Marion Millican murder jury hears final arguments
The jury in the trial of a 49-year-old Co Antrim man who claims he accidentally shot his former lover while intending to kill himself have heard final submissions in the case.
Fred McClenaghan, from Broad Street, Magherafelt, denies murdering the mother of four on 11 March 11 last year.
Prosecution lawyer Neil Connor began and ended his submissions by attacking the suggestion that the death of Mrs Millican was the result of an accident.
McClenaghan had, said Mr Connor, in the months before the shooting, repeatedly told counsellors of his wish and dreams of wanting to kill his ex-girlfriend and himself, and that if he could not have her, then nobody would..."and that's what he did members of the jury, he made sure of that".
However, the lawyer also said that despite his protestations of wanting to kill himself and while Mrs Millican now lay dead, McClenaghan was still very much alive.
He added that according to a top psychiatrist "he is now 'content' and only gets tense from time to time and is no longer depressed", despite the fact he had killed someone he claimed to have loved.
Mr Connor said the medical and forensic evidence showed that the shooting was no accident, the defence had only provided some "self-serving second-hand accounts... but not one shred of direct evidence" to undermine or contradict the prosecution case.
He added that such was the nature of the case, that it "cries out for an answer" and that it was difficult to conceive of a case "where the demand for answers and explanation is more".

+ + + + +

— EXERCISE INSTRUCTIONS —
In the report on the Marion Millican murder trial, what is the name of the prosecution lawyer?

— SOURCE MATERIAL —
+ + + + +

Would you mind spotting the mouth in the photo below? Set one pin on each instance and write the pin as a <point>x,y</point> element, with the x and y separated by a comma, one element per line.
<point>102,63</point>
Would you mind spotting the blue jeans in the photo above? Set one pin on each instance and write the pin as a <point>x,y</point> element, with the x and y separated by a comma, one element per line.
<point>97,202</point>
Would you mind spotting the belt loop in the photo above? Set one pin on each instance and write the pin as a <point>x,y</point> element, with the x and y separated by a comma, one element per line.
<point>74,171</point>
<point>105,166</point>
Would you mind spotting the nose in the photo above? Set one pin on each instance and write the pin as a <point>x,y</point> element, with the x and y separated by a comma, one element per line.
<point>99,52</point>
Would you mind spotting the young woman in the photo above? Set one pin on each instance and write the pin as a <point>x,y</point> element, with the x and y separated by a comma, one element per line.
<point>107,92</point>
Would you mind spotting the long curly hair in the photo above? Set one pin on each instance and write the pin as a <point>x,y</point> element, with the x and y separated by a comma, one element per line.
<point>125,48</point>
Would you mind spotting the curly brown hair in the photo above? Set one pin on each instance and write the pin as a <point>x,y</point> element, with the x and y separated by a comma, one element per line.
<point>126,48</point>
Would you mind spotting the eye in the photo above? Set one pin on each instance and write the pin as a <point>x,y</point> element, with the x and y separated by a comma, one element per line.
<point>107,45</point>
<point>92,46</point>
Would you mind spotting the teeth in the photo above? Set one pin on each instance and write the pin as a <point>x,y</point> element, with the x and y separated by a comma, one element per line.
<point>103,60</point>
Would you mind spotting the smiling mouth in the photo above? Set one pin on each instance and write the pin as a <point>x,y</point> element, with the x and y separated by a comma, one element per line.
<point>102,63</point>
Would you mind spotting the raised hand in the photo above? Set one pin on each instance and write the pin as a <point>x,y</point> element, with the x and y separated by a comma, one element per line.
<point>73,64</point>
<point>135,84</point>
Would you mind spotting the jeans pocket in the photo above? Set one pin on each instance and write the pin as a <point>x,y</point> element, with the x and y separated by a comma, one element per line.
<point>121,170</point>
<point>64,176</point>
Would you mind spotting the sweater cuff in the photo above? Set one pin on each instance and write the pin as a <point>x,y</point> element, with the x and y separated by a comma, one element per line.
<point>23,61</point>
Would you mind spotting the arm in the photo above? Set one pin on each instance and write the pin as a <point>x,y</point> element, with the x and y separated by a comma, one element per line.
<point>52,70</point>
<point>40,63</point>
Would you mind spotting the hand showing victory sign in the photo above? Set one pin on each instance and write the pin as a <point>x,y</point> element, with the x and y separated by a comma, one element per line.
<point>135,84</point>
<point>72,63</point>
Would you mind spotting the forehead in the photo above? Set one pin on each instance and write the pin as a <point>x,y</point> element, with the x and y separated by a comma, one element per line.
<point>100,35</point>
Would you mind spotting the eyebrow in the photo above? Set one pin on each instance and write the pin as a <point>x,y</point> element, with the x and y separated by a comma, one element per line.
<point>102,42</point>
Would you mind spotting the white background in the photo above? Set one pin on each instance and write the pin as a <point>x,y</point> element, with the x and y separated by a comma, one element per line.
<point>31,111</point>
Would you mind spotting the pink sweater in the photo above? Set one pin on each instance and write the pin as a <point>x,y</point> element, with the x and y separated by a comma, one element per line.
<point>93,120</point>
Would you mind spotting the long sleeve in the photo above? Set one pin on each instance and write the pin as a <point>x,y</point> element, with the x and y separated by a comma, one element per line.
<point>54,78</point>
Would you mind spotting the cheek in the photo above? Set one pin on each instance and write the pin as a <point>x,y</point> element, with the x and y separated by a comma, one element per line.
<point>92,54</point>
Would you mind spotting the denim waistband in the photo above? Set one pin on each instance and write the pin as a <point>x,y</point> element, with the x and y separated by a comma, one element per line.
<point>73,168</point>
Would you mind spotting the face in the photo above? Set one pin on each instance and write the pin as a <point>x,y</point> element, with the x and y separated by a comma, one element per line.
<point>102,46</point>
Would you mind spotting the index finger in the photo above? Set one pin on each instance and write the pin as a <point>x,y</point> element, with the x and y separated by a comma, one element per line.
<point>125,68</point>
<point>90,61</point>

+ + + + +

— RESPONSE AREA —
Neil Connor